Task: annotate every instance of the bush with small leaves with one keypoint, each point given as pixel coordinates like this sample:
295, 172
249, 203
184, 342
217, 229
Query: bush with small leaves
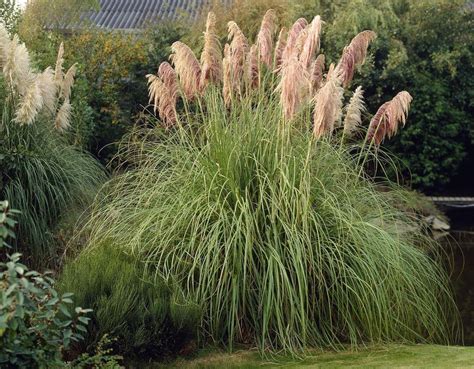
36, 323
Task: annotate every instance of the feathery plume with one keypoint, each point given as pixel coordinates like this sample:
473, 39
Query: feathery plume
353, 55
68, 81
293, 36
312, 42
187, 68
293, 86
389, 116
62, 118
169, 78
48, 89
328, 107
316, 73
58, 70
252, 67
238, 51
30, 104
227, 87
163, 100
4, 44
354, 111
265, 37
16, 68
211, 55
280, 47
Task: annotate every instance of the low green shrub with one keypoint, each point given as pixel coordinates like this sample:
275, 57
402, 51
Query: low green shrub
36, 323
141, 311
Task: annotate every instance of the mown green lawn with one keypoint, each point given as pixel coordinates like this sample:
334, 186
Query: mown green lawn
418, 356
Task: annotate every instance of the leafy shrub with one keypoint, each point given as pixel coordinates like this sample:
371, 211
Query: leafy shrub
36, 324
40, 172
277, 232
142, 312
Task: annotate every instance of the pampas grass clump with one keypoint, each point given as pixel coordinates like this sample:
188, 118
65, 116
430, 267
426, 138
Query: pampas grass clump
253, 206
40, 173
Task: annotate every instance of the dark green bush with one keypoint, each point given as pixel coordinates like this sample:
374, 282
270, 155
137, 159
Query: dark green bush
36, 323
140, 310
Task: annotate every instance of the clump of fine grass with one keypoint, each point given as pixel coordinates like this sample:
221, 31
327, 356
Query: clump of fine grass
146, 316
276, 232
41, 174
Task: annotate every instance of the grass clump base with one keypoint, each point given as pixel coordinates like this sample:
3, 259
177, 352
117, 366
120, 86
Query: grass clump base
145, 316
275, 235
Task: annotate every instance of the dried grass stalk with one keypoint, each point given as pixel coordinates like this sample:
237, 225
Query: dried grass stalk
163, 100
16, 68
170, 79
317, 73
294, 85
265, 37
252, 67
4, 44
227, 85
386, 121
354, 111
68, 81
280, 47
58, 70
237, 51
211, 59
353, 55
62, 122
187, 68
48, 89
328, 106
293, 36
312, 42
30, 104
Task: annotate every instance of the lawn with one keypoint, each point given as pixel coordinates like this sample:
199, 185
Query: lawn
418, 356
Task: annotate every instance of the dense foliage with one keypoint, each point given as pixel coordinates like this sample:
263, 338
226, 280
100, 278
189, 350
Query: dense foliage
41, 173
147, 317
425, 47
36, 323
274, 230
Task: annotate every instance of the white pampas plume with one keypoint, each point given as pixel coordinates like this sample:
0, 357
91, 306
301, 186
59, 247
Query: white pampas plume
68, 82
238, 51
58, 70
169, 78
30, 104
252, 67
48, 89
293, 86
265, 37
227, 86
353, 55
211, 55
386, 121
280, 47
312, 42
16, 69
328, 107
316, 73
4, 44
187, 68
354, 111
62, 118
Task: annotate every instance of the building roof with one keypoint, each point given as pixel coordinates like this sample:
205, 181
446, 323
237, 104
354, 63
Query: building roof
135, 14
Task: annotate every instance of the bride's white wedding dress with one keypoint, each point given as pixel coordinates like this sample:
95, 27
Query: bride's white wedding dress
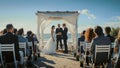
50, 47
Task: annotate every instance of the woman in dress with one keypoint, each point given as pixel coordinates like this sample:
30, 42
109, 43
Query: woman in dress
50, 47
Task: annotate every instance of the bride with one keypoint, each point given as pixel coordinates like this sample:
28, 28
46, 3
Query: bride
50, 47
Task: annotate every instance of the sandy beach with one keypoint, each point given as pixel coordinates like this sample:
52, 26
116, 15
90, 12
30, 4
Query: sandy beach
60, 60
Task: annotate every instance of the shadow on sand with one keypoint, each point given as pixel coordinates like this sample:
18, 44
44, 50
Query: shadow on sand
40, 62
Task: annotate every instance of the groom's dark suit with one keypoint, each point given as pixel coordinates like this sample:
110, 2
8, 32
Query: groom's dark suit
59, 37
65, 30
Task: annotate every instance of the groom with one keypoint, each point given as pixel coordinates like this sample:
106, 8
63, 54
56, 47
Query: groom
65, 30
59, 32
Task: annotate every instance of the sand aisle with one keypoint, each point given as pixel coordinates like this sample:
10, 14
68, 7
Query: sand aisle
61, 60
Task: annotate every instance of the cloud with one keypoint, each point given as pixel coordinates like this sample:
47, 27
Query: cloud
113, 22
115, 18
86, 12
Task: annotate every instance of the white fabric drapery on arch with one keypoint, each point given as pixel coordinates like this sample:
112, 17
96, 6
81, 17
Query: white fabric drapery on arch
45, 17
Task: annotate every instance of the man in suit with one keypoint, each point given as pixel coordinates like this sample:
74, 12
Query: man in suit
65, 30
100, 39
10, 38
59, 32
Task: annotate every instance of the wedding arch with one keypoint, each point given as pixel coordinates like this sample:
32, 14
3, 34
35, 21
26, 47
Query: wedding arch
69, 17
====
Each record above must be returned exactly as written, with its pictures omitted.

## [FULL OUTPUT]
Task: annotate every instance of the bush with small leaves with one keypoint, each point given as pixel coordinates like this sample:
295, 172
249, 203
184, 342
217, 229
Query: bush with small leaves
36, 323
Task: annotate every instance of the feathery plume with one keypoint, each point given as pixel coordinates like this sample:
473, 39
Query: feathery plume
353, 55
68, 81
293, 36
312, 42
187, 68
293, 86
389, 116
62, 118
169, 78
48, 89
328, 107
316, 73
58, 70
252, 67
238, 51
30, 104
227, 87
163, 100
4, 44
354, 111
265, 37
16, 68
211, 55
280, 47
Task: annotate every instance of the low green shrub with one keypoint, each point given as pixel coordinates like this sample:
275, 57
402, 51
Query: low green shrub
36, 323
141, 311
Task: annotate every instance of the mown green lawn with one keypoint, each point given as pixel coordinates like this sample:
334, 186
Query: mown green lawn
418, 356
Task: annotate every instance of the leafy shrub with one keypoint, each point given as pixel coordinates like this sample:
371, 211
Query: leafy shrub
36, 324
40, 172
277, 232
142, 312
Task: annotate every instance of the pampas grass clump with one keypoint, each point given as pixel coordinates like this sample:
188, 118
65, 116
430, 267
426, 138
Query: pampas grass clump
253, 206
40, 173
Task: annotate every instance of the dark green bush with one keypoint, each point given as pixel coordinates like this sample:
374, 282
270, 155
137, 159
Query: dark green bush
36, 323
140, 310
Task: annotate every instance of the clump of fine grass with one keypoint, each point given as pixel coordinates like this sample:
221, 31
327, 356
Query: clump of fine grass
146, 316
276, 232
41, 174
Task: annotate every instance of the grass clump base with one keypoint, each point given as pixel coordinates like this sample:
3, 259
177, 352
117, 366
120, 86
Query: grass clump base
145, 316
275, 235
Task: annotate every instance of the dried grass stalk with one keypoint, each point given as pixel coordinates like this sample:
237, 225
Query: dried grass stalk
163, 100
16, 68
170, 79
317, 73
294, 85
265, 37
252, 67
4, 44
227, 85
386, 121
354, 111
68, 81
280, 47
58, 70
237, 51
211, 59
353, 55
62, 122
187, 68
48, 89
328, 106
293, 36
312, 42
30, 104
Task: annotate every instance of the lawn with one keypoint, each point given as pixel coordinates like this sample:
199, 185
Query: lawn
418, 356
Task: annotate every instance of the dense foliage with one keypoint, each point given as pixel coordinates like this sample:
263, 338
226, 280
100, 278
189, 350
Query: dense foliage
41, 173
147, 317
425, 47
36, 323
274, 230
Task: annotate every instance of the white pampas plume with one keypoint, each point given as pixel coordinates like this sample:
0, 357
91, 306
301, 186
59, 247
Query: white pampas plume
68, 82
238, 51
58, 70
169, 78
30, 104
252, 67
48, 89
293, 86
265, 37
227, 86
353, 55
211, 55
386, 121
280, 47
312, 42
16, 69
328, 107
316, 73
4, 44
187, 68
354, 111
62, 118
Task: annotate every instance of the building roof with one keypoint, each point given as pixel coordinates like this sample:
205, 181
446, 323
237, 104
354, 63
Query: building roof
135, 14
Task: annotate every instance of the bride's white wedding dress with one keypoint, each point given as pixel coordinates like this sample:
95, 27
Query: bride's white wedding dress
50, 47
Task: annotate every instance of the woman in dress with one keypoint, each point given as pixel coordinates like this sample:
30, 42
109, 43
Query: woman in dress
50, 47
Task: annotate every instance of the bride with one keypoint, each point given as pixel coordinates like this sample:
28, 28
46, 3
Query: bride
50, 47
Task: annotate every instance of the sandy beach with one keypoint, each point given as pixel coordinates like this sample:
52, 26
116, 15
90, 12
30, 4
Query: sandy beach
60, 60
Task: annotate every instance of the shadow on sand with one keypoint, each point given as pixel coordinates like this sample:
18, 44
44, 50
Query: shadow on sand
40, 62
Task: annotate every instance of the groom's dark suit with one keypoint, each point given as pixel coordinates like this sample:
110, 2
8, 32
Query: groom's dark suit
59, 37
65, 30
Task: annotate every instance of the groom with one keypoint, each point given as pixel coordinates like this sample:
106, 8
63, 54
56, 47
Query: groom
65, 30
59, 32
Task: annotate every instance of the sand aisle with one keypoint, each point given as pixel coordinates like this sample:
10, 14
68, 7
Query: sand aisle
61, 60
Task: annotate every instance of the cloud with one keypoint, each point given as pixel coordinates like this sample:
47, 27
Query: cloud
113, 22
115, 18
86, 12
Task: annotate every instance of the white fabric drapery on arch with one keypoint, each point given as pixel coordinates like this sample:
112, 17
96, 6
81, 17
Query: white fabric drapery on arch
45, 17
Task: annotate every instance of the man in suit with one keypoint, each point given as pixel coordinates like this sample:
74, 12
Query: man in suit
65, 30
100, 39
10, 38
59, 32
Task: annotate every instance of the wedding arch with one keypoint, each point given as pixel coordinates like this sample:
32, 14
3, 34
35, 21
26, 47
Query: wedding arch
69, 17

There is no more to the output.